> TEXTO CITADO
☆ ☆ ☆ ☆

Pero, además de mis raíces, además de las caritas conmovedoras de mis muertos, además del patético afán de mi padre y mi madre, desgastados por el trabajo y la desesperanza, un puñado de hombres valientes y verdaderamente generosos, serenamente intrépidos, me han enseñado a amar la libertad y la justicia, me han enseñado a aborrecer lúcida y diariamente el infeccioso deshonor que segregan las dictaduras. Dionisio Ridruejo fue uno de esos talantes ejemplares en que aprendí la honda fratenidad que habita en la desobediencia y la profunda y lícita obediencia que habita en la fraternidad. El que, antes de yo nacer, fue un enemigo de los míos, repararía su error con un coraje y una honradez tan altos, con una entrega tan sistemática y veloz, que acabaría por ser, en ocasiones, mi maestro.

Cadenas, abajo.

Conocí a Dionisio una tarde en la casa de Luis Rosales. No más de cuatro o cinco veces disfruté de su charla, siempre inflamada por la voracidad de su preocupación por una España que aún no mostraba, como hoy Ias cadenas caídas. Pocas horas gocé de la temperatura tan cálida y civil de sus palabras, pero en cualquiera de esas horas supe que quien me hablaba era uno de los españoles que más se estaban esforzando por que cayeran las cadenas, porqué cayeran de tal modo que no se levantaran nunca: ni las cadenas que hoy se caen ni ningunas otras cadenas. En la Historia, no siempre son inútiles quienes nos enseñan a odiar las tiranías; Dionisio, con no menor coraje, eligió enseñarnos a desmitificarlas. En la Historia son útiles quienes nos muestran cómo la libertad es insustituible para la salud de un proceso político; Dionisio, con no menos talento, nos mostraba cómo la libertad es necesaria a la salud de¡ cuerpo. La libertad no es sólo la digna página donde puede escribirse la dignidad de un pueblo: es también, para todos y cada uno de los individuos que forman ese pueblo, un alimento de primera necesidad. Es una proteína, es fruta, es calcio, es hierro. Dionisio fue, con respecto a ese alimento al que en nombre de nada debemos renunciar jamás, uno de nuestros proveedores. Lo primero que se advertía al hablar con Dionisio es que sus ademanes olían a libertad, sus palabras sonaban Con guitarras de libertad, sus ojos nos miraban con la tierna, serena y solidaria obstinación que florece en la libertad. Apropiándome aquí de la frase de un hombre que lloró ante el cadáver de Dionisio, diré que Ridruejo no condescendió nunca a coquetear con la libertad: se acostaba con ella. Como no hay erotismo más perseguido por la frigidez del poder, esa relación sensual entre la libertad y Dionisio le hizo ganarse a pulso la cólera, la deportación y la cárcel. Lo cual no le llevó ni al abandono ni a esa derrota gris que es la cautela: con esa amante portentosa y tremenda a que llamamos libertad Dionisio tuvo hijos: actos sanos y fuertes.

☆ ☆ ☆ ☆

> SECCIÓN DE DATOS
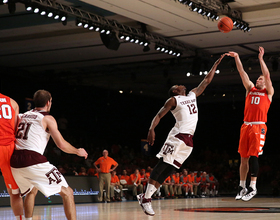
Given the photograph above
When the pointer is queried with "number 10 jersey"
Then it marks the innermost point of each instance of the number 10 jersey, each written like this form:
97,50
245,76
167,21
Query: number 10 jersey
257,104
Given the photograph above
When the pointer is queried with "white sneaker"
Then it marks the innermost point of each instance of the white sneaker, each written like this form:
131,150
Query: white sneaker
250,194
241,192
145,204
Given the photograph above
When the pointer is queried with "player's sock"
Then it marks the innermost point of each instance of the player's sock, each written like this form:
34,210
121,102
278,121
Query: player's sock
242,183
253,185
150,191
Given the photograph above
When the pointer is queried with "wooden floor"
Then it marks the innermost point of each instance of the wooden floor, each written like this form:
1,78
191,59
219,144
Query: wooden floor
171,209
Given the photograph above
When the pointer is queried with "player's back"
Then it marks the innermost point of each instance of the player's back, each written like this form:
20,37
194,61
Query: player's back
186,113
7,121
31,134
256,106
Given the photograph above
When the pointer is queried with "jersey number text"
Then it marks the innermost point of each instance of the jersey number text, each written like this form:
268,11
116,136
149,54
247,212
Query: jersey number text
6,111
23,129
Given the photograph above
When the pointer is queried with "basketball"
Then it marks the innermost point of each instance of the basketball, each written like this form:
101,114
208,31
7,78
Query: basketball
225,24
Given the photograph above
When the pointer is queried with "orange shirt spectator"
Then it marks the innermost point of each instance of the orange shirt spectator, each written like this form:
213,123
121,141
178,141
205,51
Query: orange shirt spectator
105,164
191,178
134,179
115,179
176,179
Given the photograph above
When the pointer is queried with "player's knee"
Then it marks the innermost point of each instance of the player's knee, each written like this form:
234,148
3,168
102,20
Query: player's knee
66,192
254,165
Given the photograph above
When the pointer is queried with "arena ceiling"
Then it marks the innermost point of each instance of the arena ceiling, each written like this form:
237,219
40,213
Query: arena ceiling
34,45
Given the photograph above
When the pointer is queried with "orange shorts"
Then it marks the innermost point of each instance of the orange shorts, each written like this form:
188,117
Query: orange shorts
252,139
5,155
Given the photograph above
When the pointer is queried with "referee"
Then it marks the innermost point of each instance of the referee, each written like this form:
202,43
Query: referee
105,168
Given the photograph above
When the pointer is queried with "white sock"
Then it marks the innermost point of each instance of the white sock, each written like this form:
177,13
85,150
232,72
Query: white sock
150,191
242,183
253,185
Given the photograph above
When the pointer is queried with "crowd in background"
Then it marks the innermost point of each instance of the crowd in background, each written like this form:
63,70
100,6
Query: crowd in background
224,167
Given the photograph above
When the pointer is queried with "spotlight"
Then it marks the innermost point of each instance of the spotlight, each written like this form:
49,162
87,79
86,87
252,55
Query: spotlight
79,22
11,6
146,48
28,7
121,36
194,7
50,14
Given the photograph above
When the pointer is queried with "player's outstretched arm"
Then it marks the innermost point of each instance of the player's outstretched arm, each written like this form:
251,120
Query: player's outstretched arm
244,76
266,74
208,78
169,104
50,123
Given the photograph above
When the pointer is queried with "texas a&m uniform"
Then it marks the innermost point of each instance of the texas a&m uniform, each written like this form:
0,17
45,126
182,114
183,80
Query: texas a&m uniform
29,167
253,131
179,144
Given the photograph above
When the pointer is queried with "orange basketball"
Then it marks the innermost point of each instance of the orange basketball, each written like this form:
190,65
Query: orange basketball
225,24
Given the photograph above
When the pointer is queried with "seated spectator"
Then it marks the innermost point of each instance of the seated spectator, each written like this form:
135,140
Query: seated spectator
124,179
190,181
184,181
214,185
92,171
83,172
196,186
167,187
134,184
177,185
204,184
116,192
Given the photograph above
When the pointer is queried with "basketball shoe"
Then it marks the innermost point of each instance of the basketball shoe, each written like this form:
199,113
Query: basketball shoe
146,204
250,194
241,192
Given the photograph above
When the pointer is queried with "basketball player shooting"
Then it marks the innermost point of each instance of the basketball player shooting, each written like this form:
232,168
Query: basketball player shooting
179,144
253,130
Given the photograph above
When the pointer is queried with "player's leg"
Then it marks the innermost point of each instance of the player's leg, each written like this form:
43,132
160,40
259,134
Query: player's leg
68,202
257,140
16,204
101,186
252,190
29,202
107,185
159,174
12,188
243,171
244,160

☆ ☆ ☆ ☆

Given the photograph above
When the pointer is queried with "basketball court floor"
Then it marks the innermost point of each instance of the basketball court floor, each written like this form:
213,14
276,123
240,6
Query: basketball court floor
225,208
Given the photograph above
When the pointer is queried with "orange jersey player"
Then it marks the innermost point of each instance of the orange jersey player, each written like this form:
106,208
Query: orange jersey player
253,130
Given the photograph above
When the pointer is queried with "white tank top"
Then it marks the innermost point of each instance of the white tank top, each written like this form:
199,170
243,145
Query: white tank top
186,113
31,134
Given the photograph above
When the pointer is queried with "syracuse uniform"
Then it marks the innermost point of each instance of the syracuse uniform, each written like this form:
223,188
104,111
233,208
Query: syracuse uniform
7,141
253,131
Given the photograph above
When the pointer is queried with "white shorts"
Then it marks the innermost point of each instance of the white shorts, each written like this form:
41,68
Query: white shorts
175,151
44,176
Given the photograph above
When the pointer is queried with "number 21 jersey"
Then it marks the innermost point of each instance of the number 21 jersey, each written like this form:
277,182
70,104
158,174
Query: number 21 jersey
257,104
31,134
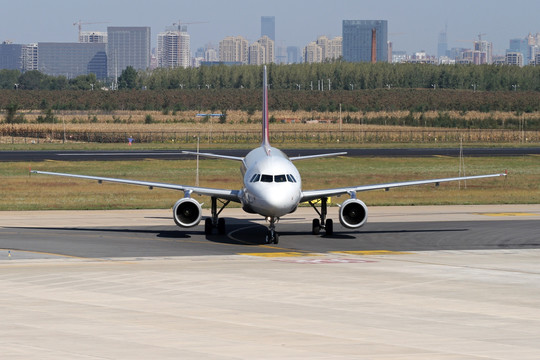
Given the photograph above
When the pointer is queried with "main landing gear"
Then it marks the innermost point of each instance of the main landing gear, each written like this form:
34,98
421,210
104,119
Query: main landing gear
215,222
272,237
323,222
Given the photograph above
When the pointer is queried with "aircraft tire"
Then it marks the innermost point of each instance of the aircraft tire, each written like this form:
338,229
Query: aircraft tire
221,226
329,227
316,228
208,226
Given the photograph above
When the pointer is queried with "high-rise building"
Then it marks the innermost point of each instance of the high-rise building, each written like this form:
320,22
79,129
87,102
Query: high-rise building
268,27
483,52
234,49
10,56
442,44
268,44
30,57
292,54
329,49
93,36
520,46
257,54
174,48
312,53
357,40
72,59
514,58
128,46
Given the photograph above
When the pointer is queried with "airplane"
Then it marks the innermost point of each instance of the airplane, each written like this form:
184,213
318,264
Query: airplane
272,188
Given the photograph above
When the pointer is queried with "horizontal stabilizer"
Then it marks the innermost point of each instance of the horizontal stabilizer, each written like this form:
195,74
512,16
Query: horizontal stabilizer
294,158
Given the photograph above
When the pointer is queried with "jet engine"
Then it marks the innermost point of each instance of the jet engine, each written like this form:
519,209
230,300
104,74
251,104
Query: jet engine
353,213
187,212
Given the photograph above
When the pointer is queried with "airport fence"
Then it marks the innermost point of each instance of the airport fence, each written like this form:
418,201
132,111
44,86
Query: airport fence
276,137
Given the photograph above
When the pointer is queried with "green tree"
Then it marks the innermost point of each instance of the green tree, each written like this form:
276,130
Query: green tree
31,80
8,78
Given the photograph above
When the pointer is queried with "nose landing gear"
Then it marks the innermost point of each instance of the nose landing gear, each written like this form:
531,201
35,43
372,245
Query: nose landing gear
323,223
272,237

☆ ☆ ☆ ☆

> ENUNCIADO DEL EJERCICIO
Transcriba del texto sobre Dionisio Ridruejo el fragmento que va desde "Pero, además de" hasta "Cadenas, abajo.", ambos incluidos.

> SOLUCIÓN PROPUESTA
Pero, además de mis raíces, además de las caritas conmovedoras de mis muertos, además del patético afán de mi padre y mi madre, desgastados por el trabajo y la desesperanza, un puñado de hombres valientes y verdaderamente generosos, serenamente intrépidos, me han enseñado a amar la libertad y la justicia, me han enseñado a aborrecer lúcida y diariamente el infeccioso deshonor que segregan las dictaduras. Dionisio Ridruejo fue uno de esos talantes ejemplares en que aprendí la honda fratenidad que habita en la desobediencia y la profunda y lícita obediencia que habita en la fraternidad. El que, antes de yo nacer, fue un enemigo de los míos, repararía su error con un coraje y una honradez tan altos, con una entrega tan sistemática y veloz, que acabaría por ser, en ocasiones, mi maestro.

Cadenas, abajo.